PROVIDED DATA:
'''
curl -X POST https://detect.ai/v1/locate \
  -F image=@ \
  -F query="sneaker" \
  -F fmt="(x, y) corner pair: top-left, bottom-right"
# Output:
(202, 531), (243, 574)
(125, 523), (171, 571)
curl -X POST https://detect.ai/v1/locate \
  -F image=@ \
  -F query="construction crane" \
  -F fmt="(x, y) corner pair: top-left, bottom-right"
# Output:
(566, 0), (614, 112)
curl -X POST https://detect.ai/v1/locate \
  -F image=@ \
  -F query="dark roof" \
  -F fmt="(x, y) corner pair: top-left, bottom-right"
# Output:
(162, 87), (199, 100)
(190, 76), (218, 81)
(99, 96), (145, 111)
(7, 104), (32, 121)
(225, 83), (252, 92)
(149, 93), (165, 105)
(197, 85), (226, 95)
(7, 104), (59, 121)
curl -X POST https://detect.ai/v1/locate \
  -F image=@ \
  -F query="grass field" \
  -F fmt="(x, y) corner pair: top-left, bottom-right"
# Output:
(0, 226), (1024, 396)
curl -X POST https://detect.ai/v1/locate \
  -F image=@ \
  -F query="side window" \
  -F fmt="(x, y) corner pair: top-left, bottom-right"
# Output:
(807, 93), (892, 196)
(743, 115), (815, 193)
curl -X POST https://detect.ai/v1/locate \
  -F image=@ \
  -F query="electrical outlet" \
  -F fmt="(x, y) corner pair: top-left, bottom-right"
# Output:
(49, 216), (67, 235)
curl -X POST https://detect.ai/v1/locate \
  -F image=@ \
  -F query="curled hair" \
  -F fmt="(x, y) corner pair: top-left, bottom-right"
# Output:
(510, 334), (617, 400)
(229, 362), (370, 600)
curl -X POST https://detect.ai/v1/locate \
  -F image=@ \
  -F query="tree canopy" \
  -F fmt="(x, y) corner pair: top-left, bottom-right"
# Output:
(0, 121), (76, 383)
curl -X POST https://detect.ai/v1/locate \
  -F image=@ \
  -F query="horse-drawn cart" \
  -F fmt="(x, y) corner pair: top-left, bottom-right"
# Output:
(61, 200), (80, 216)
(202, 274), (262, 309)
'''
AIM: Write out all of the data above again, line for line, without changing anything.

RESPONSE TO THE EXERCISE:
curl -X POST https://detect.ai/v1/locate \
  -F image=@ \
  -F query="sneaker" \
  -F fmt="(x, y) corner pair: top-left, bottom-right"
# Output:
(202, 531), (243, 574)
(125, 523), (171, 571)
curl -X POST https://detect.ai/v1/locate \
  -F image=@ \
  -F query="construction crane" \
  -F fmt="(x, y) corner pair: top-left, bottom-right"
# Output:
(566, 0), (614, 112)
curl -X POST https://detect.ai/v1/locate \
  -F image=@ \
  -F query="dark roof" \
  -F fmt="(x, y) corner pair: top-left, bottom-right"
# Output:
(162, 87), (199, 100)
(190, 76), (218, 81)
(99, 96), (145, 111)
(7, 104), (32, 121)
(225, 83), (252, 92)
(149, 93), (165, 105)
(197, 85), (226, 95)
(7, 104), (59, 121)
curl -X POST https://detect.ai/v1/locate \
  -F image=@ \
  -F query="grass field" \
  -F fmt="(x, y) corner pair: top-left, bottom-right"
# Output:
(0, 226), (1024, 396)
curl -X POST https://detect.ai/v1/locate \
  -F image=@ \
  -F query="side window" \
  -F fmt="(x, y) corner pair: top-left, bottom-right"
# Output:
(807, 93), (892, 196)
(743, 115), (815, 193)
curl -X POST https://detect.ai/v1/locate \
  -F image=@ \
  -F query="electrical outlet" \
  -F fmt="(x, y) corner pair: top-left, bottom-right"
# Output:
(49, 216), (67, 235)
curl -X POST https://detect.ai/v1/locate \
  -F image=@ \
  -F query="curled hair" \
  -F fmt="(x, y) corner pair: top-left, bottom-right"
# Output:
(510, 334), (617, 400)
(229, 362), (370, 600)
curl -X POST https://detect.ai/v1/locate \
  -F image=@ \
  -F query="tree canopy" \
  -F fmt="(x, y) corner pair: top-left, bottom-right"
# Output:
(0, 121), (76, 383)
curl -X POST https://detect.ai/v1/locate \
  -F image=@ \
  -F query="horse-drawn cart" \
  -F fmt="(x, y) corner pair: top-left, bottom-right"
# Output:
(61, 200), (80, 216)
(202, 274), (262, 309)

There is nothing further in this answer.